Entries supplied:
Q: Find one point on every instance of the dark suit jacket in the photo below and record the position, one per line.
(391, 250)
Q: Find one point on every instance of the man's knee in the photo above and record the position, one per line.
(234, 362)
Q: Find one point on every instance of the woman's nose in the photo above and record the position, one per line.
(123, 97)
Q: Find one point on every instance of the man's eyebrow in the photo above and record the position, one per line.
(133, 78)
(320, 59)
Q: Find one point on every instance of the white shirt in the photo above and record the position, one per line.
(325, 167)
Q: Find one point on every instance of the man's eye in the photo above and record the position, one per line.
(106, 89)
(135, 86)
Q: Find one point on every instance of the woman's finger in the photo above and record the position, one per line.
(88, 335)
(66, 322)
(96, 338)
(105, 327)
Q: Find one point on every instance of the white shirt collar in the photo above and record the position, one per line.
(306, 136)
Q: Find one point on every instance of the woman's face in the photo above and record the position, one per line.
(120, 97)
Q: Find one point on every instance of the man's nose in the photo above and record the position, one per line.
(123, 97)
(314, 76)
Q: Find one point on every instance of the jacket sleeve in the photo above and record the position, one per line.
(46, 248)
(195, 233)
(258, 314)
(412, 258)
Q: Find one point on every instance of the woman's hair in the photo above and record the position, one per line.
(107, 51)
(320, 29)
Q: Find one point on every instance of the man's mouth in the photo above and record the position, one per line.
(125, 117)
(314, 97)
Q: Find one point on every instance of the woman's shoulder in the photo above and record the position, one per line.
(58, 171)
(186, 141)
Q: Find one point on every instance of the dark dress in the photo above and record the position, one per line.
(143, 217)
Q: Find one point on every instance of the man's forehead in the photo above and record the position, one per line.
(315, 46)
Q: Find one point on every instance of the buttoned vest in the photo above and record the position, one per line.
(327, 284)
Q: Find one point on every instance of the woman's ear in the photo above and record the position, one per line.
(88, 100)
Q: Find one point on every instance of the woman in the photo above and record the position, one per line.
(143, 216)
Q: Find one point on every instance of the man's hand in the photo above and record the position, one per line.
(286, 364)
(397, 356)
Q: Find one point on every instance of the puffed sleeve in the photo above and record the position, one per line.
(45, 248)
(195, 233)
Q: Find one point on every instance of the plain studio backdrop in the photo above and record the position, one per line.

What is expected: Repeat the records above in full, word for word.

Task output:
Q: Find one point on every instance of the dark suit jacket in the photo below and record the position, one per line.
(391, 250)
Q: Find one point on every instance of the man's knee in the photo above and record the position, one per line.
(234, 362)
Q: Find one point on every instance of the woman's nose in the photo above and record the position, one per line.
(123, 97)
Q: Find one point on every instance of the man's eyebrow in the photo above and record the position, one per line.
(133, 78)
(320, 59)
Q: Find one point on every instance of the white shirt in the photo above and record the position, one per line.
(325, 167)
Q: Find one point on every instance of the man's eye in the photo above and record the position, one per line.
(106, 89)
(135, 86)
Q: Find one point on every instance of the woman's finger in the photo above and record the position, one per line.
(88, 335)
(66, 322)
(96, 338)
(105, 327)
Q: Find one point on every instance of the white shirt collar in the photo above and record the position, one per line.
(306, 136)
Q: Find one point on every instance of the woman's face in the photo above and record the position, one per line.
(120, 97)
Q: Find one point on every instance of the man's nose in the photo above and record the position, one per line.
(123, 97)
(314, 76)
Q: Find one point on every instance of the jacket sleeve in the photo above and record the position, one per line.
(46, 248)
(195, 233)
(258, 314)
(412, 258)
Q: Find one point on every instance of the woman's hair in the photo above and record the position, one per line.
(107, 51)
(320, 29)
Q: Find one point on every instance of the man's mouth in the photo above and record the position, one per line.
(125, 117)
(314, 97)
Q: Find one point on every instance of the woman's shoulder in the photo above and record the position, one per line.
(58, 171)
(186, 141)
Q: Find one point on every instance of the dark dress in the photo above and record the position, one per line.
(143, 217)
Q: Find one point on every instance of the man's forehead in the photo above and record the position, one per line.
(315, 46)
Q: Find one point on every instance of the buttoned vest in the photo above and record the position, one per line.
(327, 284)
Q: Find one point on every instance of the woman's ear in the photo above and record the position, one per line.
(88, 100)
Q: Find one point on every instance of the woman in the photo above and record the position, one per line.
(143, 216)
Q: Find one point on every instance of the man's hand in the photo above and record the position, one per line.
(286, 364)
(397, 356)
Q: Find one point on every instance of the puffed sleeve in the photo above and record the position, one per line.
(45, 248)
(195, 233)
Q: Find one point on every instance of the plain studio backdrop in the photo above and record the position, one per line.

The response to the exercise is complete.